INPUT RECORDS>
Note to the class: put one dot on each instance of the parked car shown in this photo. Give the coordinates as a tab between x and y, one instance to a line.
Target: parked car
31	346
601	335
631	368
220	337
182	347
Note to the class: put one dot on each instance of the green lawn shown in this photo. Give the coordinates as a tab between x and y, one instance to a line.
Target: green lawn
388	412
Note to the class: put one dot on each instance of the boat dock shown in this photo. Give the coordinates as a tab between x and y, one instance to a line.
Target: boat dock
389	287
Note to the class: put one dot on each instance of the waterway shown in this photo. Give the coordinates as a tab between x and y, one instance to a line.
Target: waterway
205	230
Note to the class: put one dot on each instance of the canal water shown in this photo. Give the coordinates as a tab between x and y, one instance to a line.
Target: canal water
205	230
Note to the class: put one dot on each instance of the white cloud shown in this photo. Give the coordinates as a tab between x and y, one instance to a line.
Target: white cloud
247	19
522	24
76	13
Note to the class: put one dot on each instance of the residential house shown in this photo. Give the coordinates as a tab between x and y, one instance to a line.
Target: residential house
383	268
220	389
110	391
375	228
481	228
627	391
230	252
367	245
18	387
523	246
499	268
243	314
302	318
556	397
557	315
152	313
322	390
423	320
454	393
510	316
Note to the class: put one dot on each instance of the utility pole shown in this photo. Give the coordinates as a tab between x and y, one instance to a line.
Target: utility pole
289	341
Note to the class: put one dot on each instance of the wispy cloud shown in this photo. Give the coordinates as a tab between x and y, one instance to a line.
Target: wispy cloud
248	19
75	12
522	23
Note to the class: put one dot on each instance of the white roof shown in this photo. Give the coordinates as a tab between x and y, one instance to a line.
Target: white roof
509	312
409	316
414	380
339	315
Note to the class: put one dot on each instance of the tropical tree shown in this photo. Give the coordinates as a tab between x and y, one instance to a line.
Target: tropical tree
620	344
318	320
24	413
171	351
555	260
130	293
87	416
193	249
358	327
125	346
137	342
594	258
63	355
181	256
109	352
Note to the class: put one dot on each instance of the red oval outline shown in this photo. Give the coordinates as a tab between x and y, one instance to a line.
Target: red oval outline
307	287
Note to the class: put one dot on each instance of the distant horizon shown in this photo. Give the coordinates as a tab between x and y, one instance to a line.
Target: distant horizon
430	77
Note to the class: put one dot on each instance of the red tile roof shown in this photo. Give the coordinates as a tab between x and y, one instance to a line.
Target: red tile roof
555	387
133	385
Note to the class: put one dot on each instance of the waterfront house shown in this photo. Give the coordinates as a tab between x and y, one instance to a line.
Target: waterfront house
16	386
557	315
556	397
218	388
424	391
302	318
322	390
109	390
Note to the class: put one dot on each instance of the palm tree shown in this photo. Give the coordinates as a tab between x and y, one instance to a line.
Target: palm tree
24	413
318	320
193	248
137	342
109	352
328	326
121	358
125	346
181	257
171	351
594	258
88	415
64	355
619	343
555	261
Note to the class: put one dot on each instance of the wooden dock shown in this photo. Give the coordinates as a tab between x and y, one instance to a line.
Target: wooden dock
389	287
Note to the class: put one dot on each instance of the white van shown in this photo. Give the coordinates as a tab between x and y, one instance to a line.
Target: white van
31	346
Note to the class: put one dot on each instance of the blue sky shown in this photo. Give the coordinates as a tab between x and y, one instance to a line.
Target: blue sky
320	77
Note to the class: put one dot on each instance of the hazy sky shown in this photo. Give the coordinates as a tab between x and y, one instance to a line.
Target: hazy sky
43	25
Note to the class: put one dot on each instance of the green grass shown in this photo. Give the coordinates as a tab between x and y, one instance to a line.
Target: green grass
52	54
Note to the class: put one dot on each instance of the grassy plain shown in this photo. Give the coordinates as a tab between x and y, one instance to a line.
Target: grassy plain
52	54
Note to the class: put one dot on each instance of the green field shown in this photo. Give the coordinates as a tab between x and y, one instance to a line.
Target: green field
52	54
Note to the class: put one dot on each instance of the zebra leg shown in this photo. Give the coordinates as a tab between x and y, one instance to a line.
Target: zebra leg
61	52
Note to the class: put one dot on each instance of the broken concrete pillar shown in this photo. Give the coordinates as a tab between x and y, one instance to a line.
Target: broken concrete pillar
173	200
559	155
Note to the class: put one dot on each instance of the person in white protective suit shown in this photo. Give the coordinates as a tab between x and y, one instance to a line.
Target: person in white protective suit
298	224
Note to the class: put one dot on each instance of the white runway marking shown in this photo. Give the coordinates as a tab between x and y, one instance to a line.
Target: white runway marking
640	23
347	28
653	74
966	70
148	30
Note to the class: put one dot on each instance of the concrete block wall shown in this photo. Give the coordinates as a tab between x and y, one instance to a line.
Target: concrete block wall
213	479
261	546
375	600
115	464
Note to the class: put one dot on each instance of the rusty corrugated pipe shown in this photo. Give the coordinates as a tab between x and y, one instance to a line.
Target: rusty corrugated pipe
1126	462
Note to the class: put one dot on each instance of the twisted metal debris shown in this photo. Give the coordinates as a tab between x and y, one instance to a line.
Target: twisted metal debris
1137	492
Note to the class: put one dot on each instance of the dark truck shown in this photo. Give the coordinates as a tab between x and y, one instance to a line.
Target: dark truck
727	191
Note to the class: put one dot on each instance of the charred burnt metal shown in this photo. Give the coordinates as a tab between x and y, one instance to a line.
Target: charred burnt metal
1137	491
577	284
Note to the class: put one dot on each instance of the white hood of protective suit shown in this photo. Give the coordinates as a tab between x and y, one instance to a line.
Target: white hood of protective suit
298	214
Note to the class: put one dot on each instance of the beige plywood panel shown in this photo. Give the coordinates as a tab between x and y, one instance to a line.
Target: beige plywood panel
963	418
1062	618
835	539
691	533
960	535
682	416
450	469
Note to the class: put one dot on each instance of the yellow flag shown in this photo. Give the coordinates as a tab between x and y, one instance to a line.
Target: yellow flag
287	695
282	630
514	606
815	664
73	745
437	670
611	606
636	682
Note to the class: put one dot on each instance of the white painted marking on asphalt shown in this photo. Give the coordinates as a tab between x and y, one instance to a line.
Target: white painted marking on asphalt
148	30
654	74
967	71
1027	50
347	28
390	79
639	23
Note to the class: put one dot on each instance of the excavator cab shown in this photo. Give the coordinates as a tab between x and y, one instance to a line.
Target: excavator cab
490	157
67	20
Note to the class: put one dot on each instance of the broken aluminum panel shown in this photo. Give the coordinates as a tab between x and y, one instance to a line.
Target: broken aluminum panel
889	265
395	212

DIRECTION>
Output every entry shown above, exactly.

SOLUTION TO THIS TASK>
Note to the class: put one dot on each instance of the parked car shown in this photo. Give the coordinates as a tab between x and y, one instance to a line.
Target: parked car
31	346
601	335
631	368
220	337
182	347
Note to the class: put one dot on each instance of the green lawn shown in this photo. Give the coordinates as a tab between x and y, one instance to a line.
Target: green lawn
388	412
Note to the class: put one dot on each instance of the boat dock shown in this photo. Give the coordinates as a tab between x and y, one instance to a line.
Target: boat dock
389	287
Note to the class: put one dot on each instance of the waterway shown in this photo. Give the coordinates as a tab between x and y, one instance to a line.
Target: waterway
205	230
Note to the class: put one dot on each instance of the canal water shown in this photo. Give the coordinates as a tab between x and y, one instance to a line.
Target: canal water
205	230
Note to the class: put one dot on each instance of the white cloud shown in this photo. Give the coordinates as a tab between x and y, one instance to a line.
Target: white cloud
247	19
522	24
76	13
Note to the class: put one dot on each instance of the residential house shown in this photo. Give the coordinates as a tab between x and y, one instance to a line.
Target: residential house
383	268
220	389
110	391
375	228
481	228
627	391
230	252
367	245
18	387
523	246
499	268
243	314
302	318
556	397
557	315
152	313
322	390
423	320
454	393
510	316
Note to the class: put one dot on each instance of the utility pole shown in this photo. Give the coordinates as a tab between x and y, one instance to a line.
Target: utility pole
289	341
Note to the class: put one dot on each instance of the wispy cloud shown in this photo. Give the coordinates as a tab between x and y, one instance to a line.
Target: wispy cloud
248	19
75	12
522	23
Note to the class: put one dot on each instance of the white roof shown in this photo. Give the coordinates as a tab between x and y, one instance to a line.
Target: white roof
509	312
409	316
414	380
339	315
Note to the class: put one dot on each instance of the tropical tree shown in this photo. Give the coordinates as a tab between x and y, one instance to a line.
Target: tropical tree
620	344
318	320
24	413
171	351
555	260
130	293
87	416
193	249
358	327
125	346
137	342
594	258
63	355
181	256
109	352
Note to the class: put one dot on each instance of the red oval outline shown in this photo. Give the coordinates as a tab between x and y, one instance to a line.
Target: red oval outline
307	287
Note to the class: put one dot on each instance of the distant horizon shown in this photo. Give the coordinates as a tab between x and y, one instance to a line.
Target: distant horizon
430	77
Note to the class: put one dot on each instance of the red tile roof shown in this photo. Give the coordinates as a tab between x and y, one instance to a line.
Target: red tile roof
555	387
133	385
Note to the class: put one dot on each instance of the waterfront house shown in this photo. Give the coordinates as a tab between x and y, one instance to a line.
Target: waterfront house
16	386
557	315
556	397
218	388
424	391
302	318
322	390
109	390
Note to the class: put one dot on each instance of the palm tree shown in this photo. Give the coordinates as a tab between x and y, one instance to a line.
Target: palm tree
24	413
318	320
193	248
137	342
109	352
328	326
121	358
125	346
181	257
171	351
594	258
88	415
64	355
619	343
555	261
Note to the class: put one dot on each instance of the wooden dock shown in this photo. Give the coordinates as a tab between x and y, one instance to a line.
Target: wooden dock
389	287
Note to the class: put one dot on each instance of the white van shown in this photo. Give the coordinates as a tab between x and y, one instance to a line.
Target: white van
31	346
Note to the class: put one dot on each instance of the blue sky shown in this photo. Give the coordinates as a tab between x and y, one instance to a line.
Target: blue sky
320	77
Note to the class: put one dot on each instance of the hazy sky shown in this photo. Give the coordinates as a tab between x and y, one instance to a line.
Target: hazy sky
43	25
Note to the class: put one dot on each instance of the green grass shown in this photo. Give the coordinates as a tab between x and y, one instance to a line.
Target: green grass
52	54
Note to the class: put one dot on each instance of the grassy plain shown in this photo. Give the coordinates as a tab between x and y, one instance to a line.
Target: grassy plain
52	54
Note to the class: put one dot on each instance of the green field shown in this photo. Give the coordinates as a tab between x and y, one instance to a line.
Target: green field
52	54
Note to the class: put one dot on each instance of the zebra leg shown in this photo. Give the coordinates as a tab between x and y, one instance to a line.
Target: zebra leg
61	52
Note to the class: put one dot on each instance of the broken concrete pillar shown in this photo. Give the coordinates as a tab between x and y, one instance to a line.
Target: broken concrete pillar
173	200
559	155
Note to the class: put one dot on each instance of the person in white protective suit shown in this photo. Give the coordinates as a tab between x and y, one instance to a line.
Target: person in white protective suit
298	224
Note to the class: put one dot on each instance of the white runway marking shown in this photo. Give the coordinates as a tab between x and y, one instance to a line.
Target: white runway marking
640	23
347	28
653	74
966	70
148	30
Note to the class: put one dot on each instance of the concrete block wall shown in this photo. Give the coordinates as a tab between x and y, one instance to a line.
Target: concrete block wall
213	479
261	546
375	600
115	464
Note to the class: put one dot on each instance of the rusty corrugated pipe shown in this photo. Give the coordinates as a tab between x and y, one instance to a line.
Target: rusty corrugated pipe
1126	462
Note to the class: put one dot on each instance of the twisted metal debris shown in this photo. Give the coordinates as a tab between x and y, one instance to a line.
Target: twisted metal debris
1137	492
Note to the class: put one dot on each instance of the dark truck shown in this photo. Give the coordinates as a tab between x and y, one instance to a line.
Target: dark truck
727	191
Note to the class: put one dot on each instance of the charred burnt metal shown in this photo. Give the coordinates as a tab between x and y, one instance to a line.
Target: charred burnt metal
1137	491
577	284
Note to the class: put one dot on each instance of the white hood of protective suit shown in this photo. Give the coordinates as a tab between x and y, one instance to a line.
Target: white hood of protective suit
298	214
Note to the class: put one dot on each instance of the beige plywood panel shown in this photo. Give the coordinates as a tab between x and y, one instance to a line.
Target: beige plywood panel
963	418
1062	618
835	539
691	533
960	535
682	416
450	469
Note to the class: put one dot on each instance of the yellow flag shown in this photo. Give the coordinates as a tab between x and y, one instance to a line.
Target: yellow flag
287	695
282	630
514	606
815	664
73	745
437	670
611	606
636	682
Note to the class: put one dot on each instance of the white painted marking on asphalt shown in this photo. Give the coordinates as a tab between x and y, one instance to a line.
Target: white painted marking on asphalt
148	30
654	74
967	71
1027	50
347	28
390	79
639	23
Note to the class: put one dot on each instance of the excavator cab shown in this photo. Give the coordinates as a tab between x and y, one instance to a line.
Target: excavator cab
490	157
67	20
Note to the class: put one dot on each instance of the broken aluminum panel shown in this photo. Give the coordinates as a tab between x and y, one instance to a line.
Target: broken aluminum panel
889	265
395	212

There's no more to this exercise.